MATERIALS PROVIDED —

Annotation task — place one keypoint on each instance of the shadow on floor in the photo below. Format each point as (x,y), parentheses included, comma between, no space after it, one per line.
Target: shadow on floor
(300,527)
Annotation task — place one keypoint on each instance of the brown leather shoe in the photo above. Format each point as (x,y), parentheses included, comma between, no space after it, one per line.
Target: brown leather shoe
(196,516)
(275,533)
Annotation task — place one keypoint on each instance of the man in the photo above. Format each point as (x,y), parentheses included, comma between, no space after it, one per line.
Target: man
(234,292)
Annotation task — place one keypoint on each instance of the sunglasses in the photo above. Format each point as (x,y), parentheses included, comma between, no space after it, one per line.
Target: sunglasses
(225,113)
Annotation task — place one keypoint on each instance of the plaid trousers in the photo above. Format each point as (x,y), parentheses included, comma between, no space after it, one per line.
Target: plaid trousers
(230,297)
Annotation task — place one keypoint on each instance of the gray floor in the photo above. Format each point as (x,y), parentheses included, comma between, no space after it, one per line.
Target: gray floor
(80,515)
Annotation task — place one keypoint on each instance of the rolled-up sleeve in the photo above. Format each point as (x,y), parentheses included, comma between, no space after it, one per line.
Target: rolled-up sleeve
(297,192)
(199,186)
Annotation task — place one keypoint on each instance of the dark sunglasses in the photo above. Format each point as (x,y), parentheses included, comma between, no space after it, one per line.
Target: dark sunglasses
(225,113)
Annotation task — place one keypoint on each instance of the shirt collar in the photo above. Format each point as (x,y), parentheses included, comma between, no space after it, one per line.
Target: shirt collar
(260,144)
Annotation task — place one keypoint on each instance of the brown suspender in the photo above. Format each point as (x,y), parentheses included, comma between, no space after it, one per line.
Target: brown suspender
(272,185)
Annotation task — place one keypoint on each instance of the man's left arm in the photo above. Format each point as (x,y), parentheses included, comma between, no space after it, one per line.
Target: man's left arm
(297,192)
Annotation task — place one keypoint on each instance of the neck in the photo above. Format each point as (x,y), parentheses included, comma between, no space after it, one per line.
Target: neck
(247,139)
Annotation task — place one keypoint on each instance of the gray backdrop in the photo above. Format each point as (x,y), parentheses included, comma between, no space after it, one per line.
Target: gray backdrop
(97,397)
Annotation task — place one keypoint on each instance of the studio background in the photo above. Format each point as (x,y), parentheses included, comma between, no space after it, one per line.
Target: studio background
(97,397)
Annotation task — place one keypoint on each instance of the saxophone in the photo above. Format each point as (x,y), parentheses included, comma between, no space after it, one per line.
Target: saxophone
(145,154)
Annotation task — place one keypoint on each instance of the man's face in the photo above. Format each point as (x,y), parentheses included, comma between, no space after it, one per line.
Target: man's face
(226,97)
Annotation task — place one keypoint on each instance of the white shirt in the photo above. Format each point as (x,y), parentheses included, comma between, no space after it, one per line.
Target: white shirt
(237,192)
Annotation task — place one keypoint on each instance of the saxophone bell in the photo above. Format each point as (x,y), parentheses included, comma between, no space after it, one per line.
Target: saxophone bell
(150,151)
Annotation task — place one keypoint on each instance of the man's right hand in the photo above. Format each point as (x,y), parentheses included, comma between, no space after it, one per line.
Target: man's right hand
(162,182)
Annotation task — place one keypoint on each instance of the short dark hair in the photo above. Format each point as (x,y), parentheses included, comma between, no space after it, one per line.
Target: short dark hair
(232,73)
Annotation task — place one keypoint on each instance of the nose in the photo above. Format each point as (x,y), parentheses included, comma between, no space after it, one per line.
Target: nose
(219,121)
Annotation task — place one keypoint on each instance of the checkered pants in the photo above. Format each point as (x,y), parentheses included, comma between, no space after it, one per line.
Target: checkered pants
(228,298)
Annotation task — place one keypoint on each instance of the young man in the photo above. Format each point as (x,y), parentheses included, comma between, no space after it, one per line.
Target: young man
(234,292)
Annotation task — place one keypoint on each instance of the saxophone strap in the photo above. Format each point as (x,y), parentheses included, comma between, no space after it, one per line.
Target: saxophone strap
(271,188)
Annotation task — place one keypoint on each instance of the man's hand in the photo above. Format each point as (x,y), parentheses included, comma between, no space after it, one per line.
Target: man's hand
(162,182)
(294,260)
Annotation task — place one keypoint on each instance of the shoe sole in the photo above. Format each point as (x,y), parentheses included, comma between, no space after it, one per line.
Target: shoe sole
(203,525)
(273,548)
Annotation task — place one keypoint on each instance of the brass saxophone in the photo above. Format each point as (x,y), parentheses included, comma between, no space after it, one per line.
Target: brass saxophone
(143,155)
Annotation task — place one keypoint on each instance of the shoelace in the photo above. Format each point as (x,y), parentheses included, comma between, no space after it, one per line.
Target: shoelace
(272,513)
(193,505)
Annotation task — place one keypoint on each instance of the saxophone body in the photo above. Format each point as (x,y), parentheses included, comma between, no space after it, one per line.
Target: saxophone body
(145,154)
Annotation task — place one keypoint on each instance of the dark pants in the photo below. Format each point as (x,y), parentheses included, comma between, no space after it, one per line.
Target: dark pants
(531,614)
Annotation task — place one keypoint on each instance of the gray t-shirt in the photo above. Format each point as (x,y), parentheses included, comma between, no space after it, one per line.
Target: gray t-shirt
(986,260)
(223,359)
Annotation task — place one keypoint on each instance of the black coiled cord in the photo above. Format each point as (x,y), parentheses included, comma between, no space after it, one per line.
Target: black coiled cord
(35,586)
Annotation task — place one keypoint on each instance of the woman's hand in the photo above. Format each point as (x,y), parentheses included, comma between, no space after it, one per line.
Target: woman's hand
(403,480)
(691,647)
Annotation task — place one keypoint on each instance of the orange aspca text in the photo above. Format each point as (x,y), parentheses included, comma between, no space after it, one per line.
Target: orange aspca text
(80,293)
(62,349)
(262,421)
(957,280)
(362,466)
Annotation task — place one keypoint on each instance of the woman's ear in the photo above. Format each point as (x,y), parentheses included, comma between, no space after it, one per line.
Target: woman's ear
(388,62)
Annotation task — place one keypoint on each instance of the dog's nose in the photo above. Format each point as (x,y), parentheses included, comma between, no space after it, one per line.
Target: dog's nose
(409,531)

EXERCISE BRIEF — Give back exactly the lines running from the line containing "of the black" through the end of the material above, both included, and nothing beyond them.

PROBLEM SOLUTION —
Annotation task — place one keypoint on each instance of the black coiled cord in the photo above. Format each point as (x,y), parentheses included, comma between, no space after it, one per line.
Target: black coiled cord
(35,586)
Annotation task — place one keypoint on each instance of the woman's hand in the photo above. Format each point as (x,y), parentheses included, comma between, no space after it, one per line.
Target: woman's hand
(403,480)
(691,647)
Annotation task — place one keypoint on each instance of the orange aspca text in the photo above. Format each point as (x,y), parentheses included, comma between, no space after it, one per line.
Target: orange aspca text
(80,293)
(62,349)
(262,421)
(957,280)
(362,466)
Annotation task — place one keypoint on each instance of the woman's ear in the photo above. Format each point as (x,y), parentheses included, comma between, no space after it, one per line.
Target: woman's ear
(388,62)
Annotation task — place one keypoint on each instance of the dog's nose in the photo above. Format each point as (x,y), parentheses included, comma between, no space after it, one per line.
Target: dog's nose
(409,531)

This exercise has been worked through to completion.